▶ **What you need to do**
Please return every line below that contains the word "building", copying each one in full. Case counts.

▶ **Provided data**
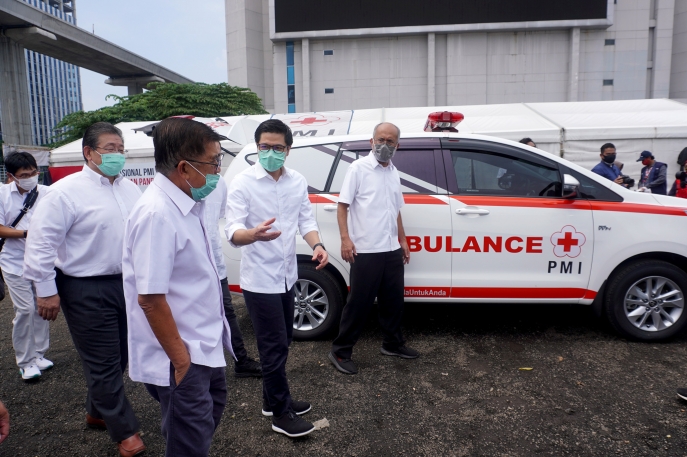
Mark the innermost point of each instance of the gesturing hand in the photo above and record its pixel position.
(260, 233)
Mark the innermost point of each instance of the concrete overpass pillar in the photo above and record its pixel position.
(14, 93)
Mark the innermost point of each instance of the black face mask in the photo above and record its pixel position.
(609, 158)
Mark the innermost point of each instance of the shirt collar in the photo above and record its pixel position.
(98, 178)
(260, 172)
(178, 196)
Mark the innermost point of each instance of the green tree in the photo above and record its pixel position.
(160, 101)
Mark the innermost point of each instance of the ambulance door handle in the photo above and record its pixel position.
(478, 211)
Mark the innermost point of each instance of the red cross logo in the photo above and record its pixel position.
(568, 242)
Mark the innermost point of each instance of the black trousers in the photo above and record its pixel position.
(380, 275)
(191, 411)
(95, 311)
(272, 316)
(236, 336)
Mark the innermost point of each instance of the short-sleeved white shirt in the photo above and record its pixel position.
(375, 198)
(167, 251)
(11, 204)
(269, 267)
(215, 205)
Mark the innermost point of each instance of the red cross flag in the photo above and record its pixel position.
(568, 242)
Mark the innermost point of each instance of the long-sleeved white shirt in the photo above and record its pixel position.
(79, 228)
(167, 251)
(269, 267)
(11, 204)
(215, 206)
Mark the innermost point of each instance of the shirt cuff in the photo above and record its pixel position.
(230, 233)
(46, 288)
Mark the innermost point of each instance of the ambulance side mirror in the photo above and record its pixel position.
(571, 186)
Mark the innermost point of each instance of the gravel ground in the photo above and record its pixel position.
(589, 393)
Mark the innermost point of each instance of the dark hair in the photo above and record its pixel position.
(92, 134)
(18, 160)
(274, 126)
(607, 146)
(176, 139)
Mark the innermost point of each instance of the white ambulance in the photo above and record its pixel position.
(493, 221)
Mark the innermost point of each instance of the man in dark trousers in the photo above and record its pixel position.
(653, 174)
(371, 192)
(74, 258)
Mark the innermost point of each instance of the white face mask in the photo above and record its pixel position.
(27, 183)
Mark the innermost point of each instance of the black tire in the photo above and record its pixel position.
(334, 297)
(619, 288)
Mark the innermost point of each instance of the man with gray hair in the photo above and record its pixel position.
(172, 288)
(74, 258)
(374, 243)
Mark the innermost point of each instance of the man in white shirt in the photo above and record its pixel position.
(215, 208)
(30, 333)
(267, 205)
(74, 258)
(173, 292)
(371, 191)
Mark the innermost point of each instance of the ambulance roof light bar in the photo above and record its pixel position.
(443, 121)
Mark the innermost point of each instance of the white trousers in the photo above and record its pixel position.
(30, 334)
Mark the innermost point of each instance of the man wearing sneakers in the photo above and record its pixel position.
(371, 193)
(267, 204)
(215, 206)
(30, 333)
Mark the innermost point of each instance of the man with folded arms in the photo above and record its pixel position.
(173, 292)
(74, 258)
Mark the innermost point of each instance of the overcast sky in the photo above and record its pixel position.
(187, 37)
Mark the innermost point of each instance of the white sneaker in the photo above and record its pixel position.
(44, 364)
(30, 372)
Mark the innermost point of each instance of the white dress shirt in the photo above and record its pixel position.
(79, 228)
(269, 267)
(374, 195)
(167, 251)
(215, 206)
(11, 204)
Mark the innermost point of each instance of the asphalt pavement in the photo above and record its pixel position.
(584, 391)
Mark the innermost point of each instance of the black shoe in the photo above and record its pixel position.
(248, 369)
(292, 425)
(298, 407)
(404, 352)
(343, 365)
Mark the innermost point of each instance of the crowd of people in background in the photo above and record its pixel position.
(162, 305)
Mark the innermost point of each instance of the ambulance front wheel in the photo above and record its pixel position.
(318, 303)
(646, 300)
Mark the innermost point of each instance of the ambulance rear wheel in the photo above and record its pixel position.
(646, 300)
(318, 303)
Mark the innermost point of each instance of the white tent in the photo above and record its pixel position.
(573, 130)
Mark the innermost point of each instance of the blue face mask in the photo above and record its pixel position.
(202, 192)
(112, 164)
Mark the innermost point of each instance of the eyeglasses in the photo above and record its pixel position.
(26, 175)
(113, 151)
(276, 147)
(390, 143)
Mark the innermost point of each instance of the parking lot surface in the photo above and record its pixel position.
(586, 392)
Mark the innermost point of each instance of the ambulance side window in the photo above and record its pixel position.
(313, 162)
(347, 158)
(490, 173)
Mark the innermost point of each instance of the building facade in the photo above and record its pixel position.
(309, 55)
(54, 85)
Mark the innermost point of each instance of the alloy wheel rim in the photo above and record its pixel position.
(653, 303)
(311, 306)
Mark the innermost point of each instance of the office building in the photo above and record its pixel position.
(310, 55)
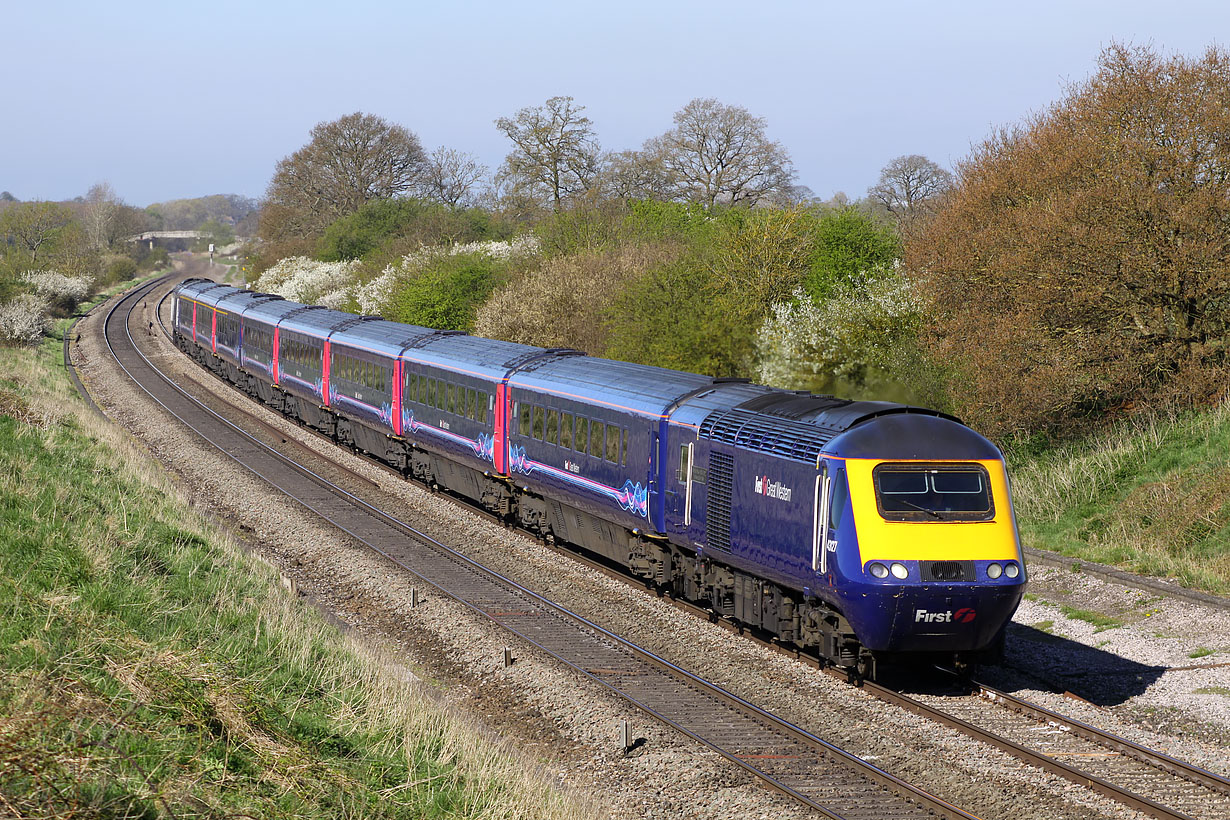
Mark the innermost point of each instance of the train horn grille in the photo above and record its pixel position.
(947, 569)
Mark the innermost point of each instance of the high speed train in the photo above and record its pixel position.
(857, 530)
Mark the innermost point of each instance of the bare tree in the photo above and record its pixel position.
(452, 177)
(348, 161)
(909, 188)
(720, 154)
(100, 215)
(635, 175)
(35, 226)
(555, 153)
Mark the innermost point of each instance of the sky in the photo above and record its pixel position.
(170, 100)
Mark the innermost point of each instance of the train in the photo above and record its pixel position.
(860, 531)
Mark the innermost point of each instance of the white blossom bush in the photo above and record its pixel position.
(865, 328)
(374, 296)
(301, 279)
(23, 320)
(337, 285)
(60, 293)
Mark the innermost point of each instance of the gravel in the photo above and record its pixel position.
(1130, 674)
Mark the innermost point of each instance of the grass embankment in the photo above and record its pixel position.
(1151, 497)
(150, 668)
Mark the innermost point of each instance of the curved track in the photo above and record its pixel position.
(776, 751)
(786, 757)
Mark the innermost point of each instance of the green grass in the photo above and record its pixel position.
(1090, 616)
(149, 668)
(1151, 497)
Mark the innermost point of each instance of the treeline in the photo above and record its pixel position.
(1073, 269)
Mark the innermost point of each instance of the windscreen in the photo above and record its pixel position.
(934, 493)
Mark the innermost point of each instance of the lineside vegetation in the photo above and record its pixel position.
(150, 668)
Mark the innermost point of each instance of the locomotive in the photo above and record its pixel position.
(856, 530)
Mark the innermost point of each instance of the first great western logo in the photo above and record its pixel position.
(773, 488)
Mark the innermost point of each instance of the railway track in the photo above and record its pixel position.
(785, 757)
(1145, 780)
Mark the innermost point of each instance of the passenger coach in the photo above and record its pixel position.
(859, 530)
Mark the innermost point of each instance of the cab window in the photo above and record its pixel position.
(934, 492)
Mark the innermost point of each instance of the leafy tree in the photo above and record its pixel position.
(555, 153)
(348, 161)
(718, 154)
(759, 257)
(1081, 264)
(845, 242)
(448, 294)
(668, 317)
(217, 232)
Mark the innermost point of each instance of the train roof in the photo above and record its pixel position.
(381, 337)
(474, 354)
(273, 310)
(317, 321)
(635, 387)
(207, 291)
(236, 301)
(802, 425)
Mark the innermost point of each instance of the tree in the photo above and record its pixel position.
(720, 154)
(452, 177)
(909, 188)
(1081, 264)
(100, 215)
(635, 175)
(35, 228)
(347, 162)
(555, 153)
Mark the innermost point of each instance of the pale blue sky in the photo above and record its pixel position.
(167, 101)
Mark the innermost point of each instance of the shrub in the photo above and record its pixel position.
(447, 294)
(330, 284)
(565, 301)
(861, 341)
(23, 320)
(59, 293)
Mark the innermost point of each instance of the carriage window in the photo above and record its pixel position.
(595, 439)
(934, 493)
(538, 422)
(552, 427)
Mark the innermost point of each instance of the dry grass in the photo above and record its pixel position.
(1151, 496)
(151, 668)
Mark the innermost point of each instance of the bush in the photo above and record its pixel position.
(861, 341)
(447, 294)
(59, 293)
(1079, 268)
(565, 301)
(23, 320)
(310, 282)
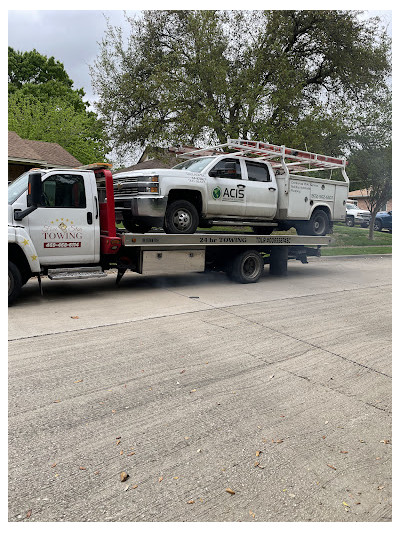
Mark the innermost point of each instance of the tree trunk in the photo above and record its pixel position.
(371, 226)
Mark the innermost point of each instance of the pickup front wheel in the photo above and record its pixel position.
(181, 217)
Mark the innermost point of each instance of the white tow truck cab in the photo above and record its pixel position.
(62, 223)
(256, 184)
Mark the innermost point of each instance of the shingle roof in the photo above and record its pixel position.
(19, 148)
(45, 152)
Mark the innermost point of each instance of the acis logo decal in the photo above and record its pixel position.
(232, 194)
(216, 193)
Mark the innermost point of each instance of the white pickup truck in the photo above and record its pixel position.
(255, 184)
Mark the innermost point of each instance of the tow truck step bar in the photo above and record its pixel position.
(76, 273)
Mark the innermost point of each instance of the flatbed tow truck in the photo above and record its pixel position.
(61, 223)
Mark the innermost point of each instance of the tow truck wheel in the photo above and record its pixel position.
(181, 217)
(14, 282)
(246, 267)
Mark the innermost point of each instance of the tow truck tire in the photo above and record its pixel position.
(14, 282)
(246, 267)
(318, 224)
(181, 217)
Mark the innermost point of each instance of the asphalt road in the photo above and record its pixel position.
(279, 391)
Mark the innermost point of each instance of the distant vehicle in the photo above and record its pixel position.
(383, 220)
(354, 215)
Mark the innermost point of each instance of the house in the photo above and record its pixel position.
(360, 198)
(24, 154)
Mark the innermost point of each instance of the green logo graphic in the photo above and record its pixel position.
(216, 193)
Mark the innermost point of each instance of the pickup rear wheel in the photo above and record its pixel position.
(246, 267)
(181, 217)
(14, 282)
(317, 225)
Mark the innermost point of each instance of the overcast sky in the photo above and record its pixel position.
(72, 36)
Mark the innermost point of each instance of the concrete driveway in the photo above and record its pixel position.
(221, 402)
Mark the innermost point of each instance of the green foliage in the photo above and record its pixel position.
(201, 76)
(42, 106)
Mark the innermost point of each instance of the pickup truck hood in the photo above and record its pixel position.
(172, 172)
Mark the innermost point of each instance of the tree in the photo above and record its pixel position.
(43, 106)
(373, 170)
(202, 76)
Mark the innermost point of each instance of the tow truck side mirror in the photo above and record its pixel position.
(35, 189)
(33, 199)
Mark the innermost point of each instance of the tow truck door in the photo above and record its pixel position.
(63, 229)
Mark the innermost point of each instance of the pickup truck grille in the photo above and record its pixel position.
(126, 187)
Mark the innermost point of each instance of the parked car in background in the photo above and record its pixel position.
(354, 215)
(383, 220)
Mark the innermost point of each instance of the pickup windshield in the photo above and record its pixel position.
(195, 165)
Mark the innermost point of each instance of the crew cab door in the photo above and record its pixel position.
(261, 190)
(63, 229)
(226, 190)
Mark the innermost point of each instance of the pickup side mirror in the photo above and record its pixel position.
(33, 199)
(35, 189)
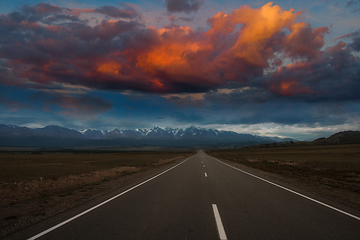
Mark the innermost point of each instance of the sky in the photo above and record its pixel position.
(282, 68)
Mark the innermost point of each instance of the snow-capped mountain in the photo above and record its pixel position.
(55, 136)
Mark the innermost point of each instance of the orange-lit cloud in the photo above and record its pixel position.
(122, 54)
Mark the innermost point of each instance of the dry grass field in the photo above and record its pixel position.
(36, 186)
(331, 170)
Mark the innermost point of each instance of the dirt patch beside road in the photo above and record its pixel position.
(332, 171)
(36, 187)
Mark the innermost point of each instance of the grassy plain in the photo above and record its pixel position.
(331, 170)
(34, 186)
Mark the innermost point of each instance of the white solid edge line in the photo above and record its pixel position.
(219, 225)
(299, 194)
(100, 204)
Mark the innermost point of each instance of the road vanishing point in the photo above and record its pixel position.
(201, 198)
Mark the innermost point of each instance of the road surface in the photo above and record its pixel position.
(201, 198)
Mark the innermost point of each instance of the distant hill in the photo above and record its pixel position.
(192, 137)
(347, 137)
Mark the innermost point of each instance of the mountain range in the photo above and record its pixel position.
(192, 137)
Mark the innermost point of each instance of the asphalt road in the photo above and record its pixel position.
(180, 204)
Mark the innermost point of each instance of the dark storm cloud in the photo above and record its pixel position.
(127, 12)
(46, 46)
(82, 107)
(186, 6)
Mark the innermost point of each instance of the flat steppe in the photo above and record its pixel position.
(37, 185)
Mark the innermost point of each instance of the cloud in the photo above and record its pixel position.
(84, 107)
(186, 6)
(267, 50)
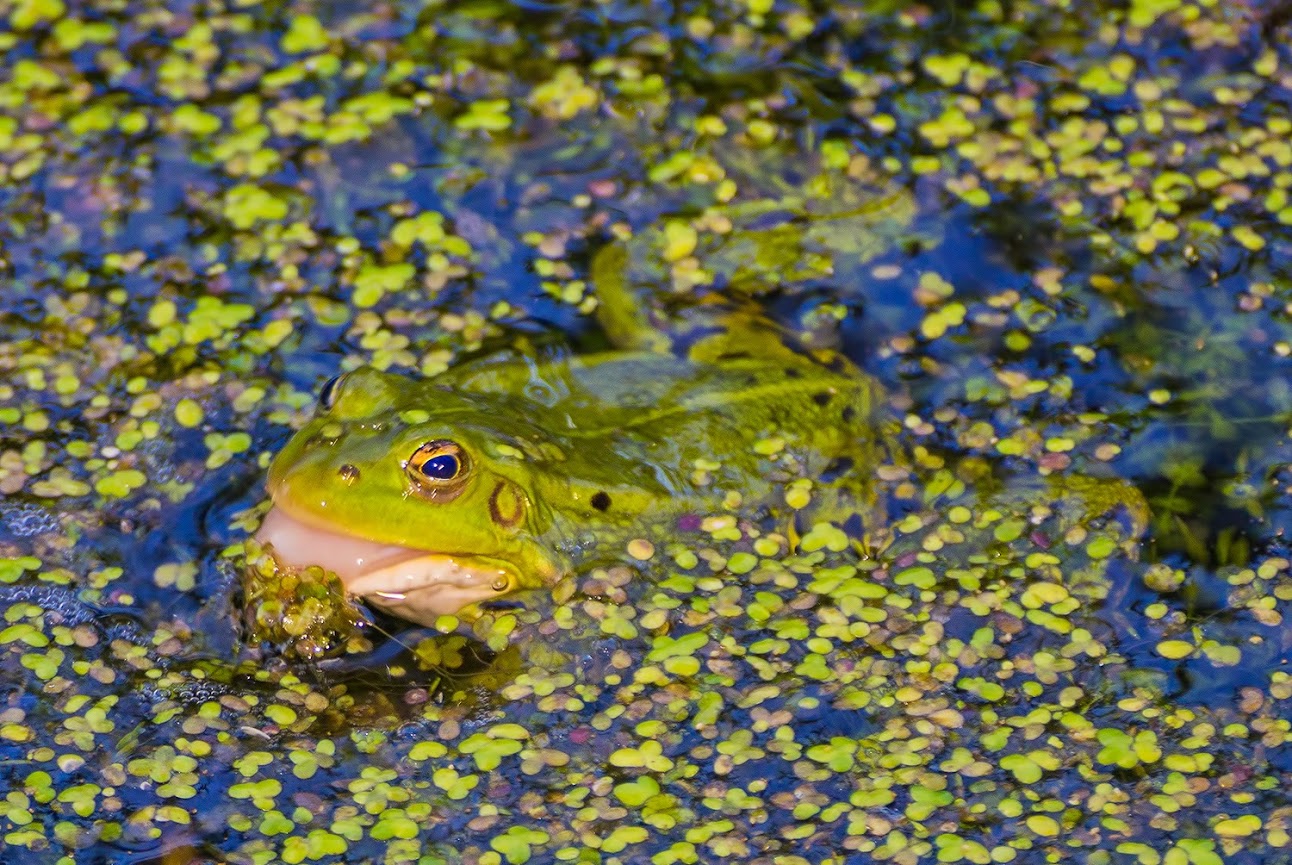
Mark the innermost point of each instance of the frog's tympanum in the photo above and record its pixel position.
(429, 496)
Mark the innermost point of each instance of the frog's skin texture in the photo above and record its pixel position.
(553, 453)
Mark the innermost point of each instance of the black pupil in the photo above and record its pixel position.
(442, 468)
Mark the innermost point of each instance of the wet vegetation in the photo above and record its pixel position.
(1057, 231)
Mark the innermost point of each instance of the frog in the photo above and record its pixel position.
(436, 496)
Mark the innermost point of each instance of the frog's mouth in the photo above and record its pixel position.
(417, 585)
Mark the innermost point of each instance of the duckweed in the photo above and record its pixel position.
(1056, 235)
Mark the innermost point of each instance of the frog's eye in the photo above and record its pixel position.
(327, 394)
(437, 465)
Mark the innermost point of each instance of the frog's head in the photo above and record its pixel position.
(410, 493)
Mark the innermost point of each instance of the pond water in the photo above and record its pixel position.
(1056, 231)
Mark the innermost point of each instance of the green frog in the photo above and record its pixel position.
(429, 497)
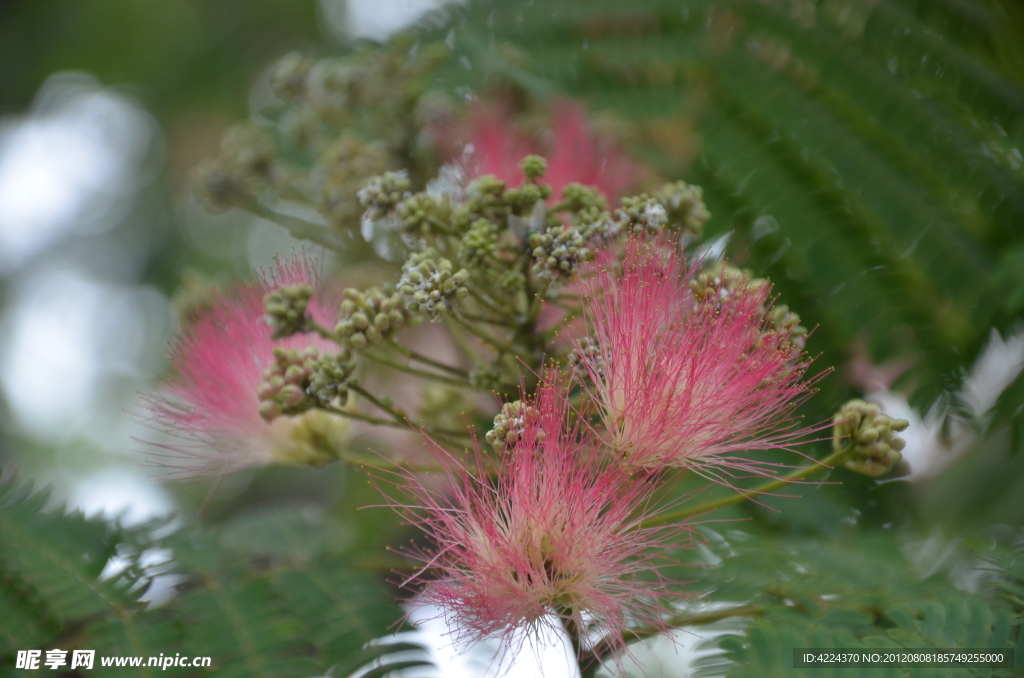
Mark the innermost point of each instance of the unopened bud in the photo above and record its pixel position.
(871, 434)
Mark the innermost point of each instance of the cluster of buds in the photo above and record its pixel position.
(678, 205)
(786, 323)
(283, 390)
(719, 282)
(510, 424)
(423, 214)
(286, 308)
(341, 173)
(642, 213)
(301, 380)
(332, 375)
(479, 245)
(383, 194)
(557, 252)
(244, 169)
(430, 286)
(870, 436)
(585, 359)
(369, 318)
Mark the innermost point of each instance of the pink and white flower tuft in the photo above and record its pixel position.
(679, 381)
(558, 533)
(210, 408)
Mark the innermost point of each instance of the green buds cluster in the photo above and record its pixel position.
(479, 245)
(685, 207)
(423, 214)
(534, 167)
(642, 213)
(382, 194)
(301, 380)
(578, 198)
(510, 424)
(430, 286)
(787, 323)
(871, 434)
(286, 309)
(283, 389)
(341, 173)
(243, 169)
(719, 281)
(484, 199)
(331, 377)
(557, 252)
(586, 359)
(369, 318)
(679, 205)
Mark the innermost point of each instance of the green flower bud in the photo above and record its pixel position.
(479, 245)
(586, 359)
(286, 309)
(369, 316)
(534, 167)
(870, 436)
(684, 206)
(383, 194)
(557, 252)
(510, 424)
(429, 285)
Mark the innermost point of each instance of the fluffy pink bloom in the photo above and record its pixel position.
(558, 533)
(573, 153)
(210, 407)
(677, 381)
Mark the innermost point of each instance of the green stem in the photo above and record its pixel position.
(838, 457)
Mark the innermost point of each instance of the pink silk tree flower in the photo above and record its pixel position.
(210, 408)
(684, 382)
(574, 153)
(557, 533)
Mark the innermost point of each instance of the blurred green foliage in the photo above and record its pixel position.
(865, 155)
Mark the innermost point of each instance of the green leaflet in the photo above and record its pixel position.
(284, 618)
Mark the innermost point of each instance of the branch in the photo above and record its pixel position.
(829, 462)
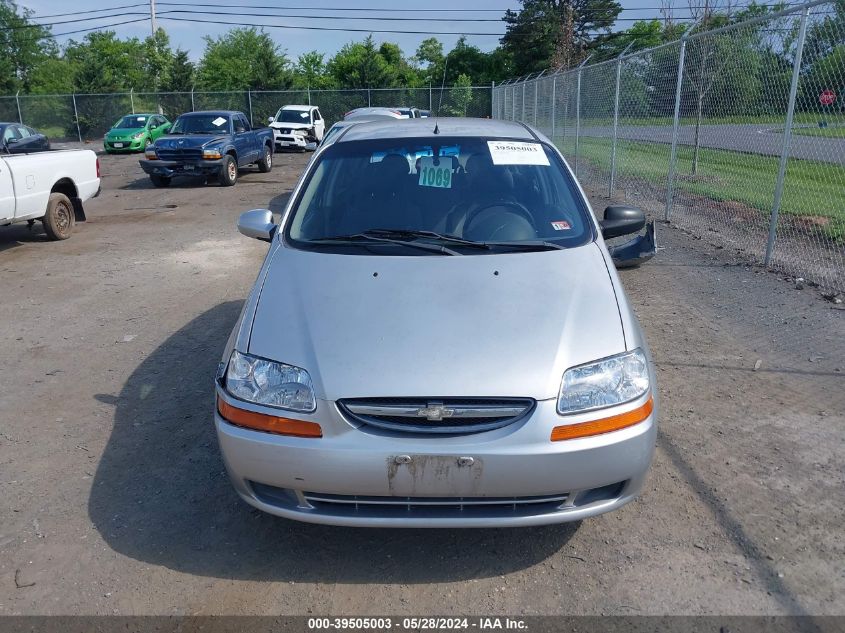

▶ **Correct result**
Mark the innermost point of each instance of the building facade in the photo above and record its pixel position.
Mark the innermost point of each instance of the office building in the photo above and record its pixel position.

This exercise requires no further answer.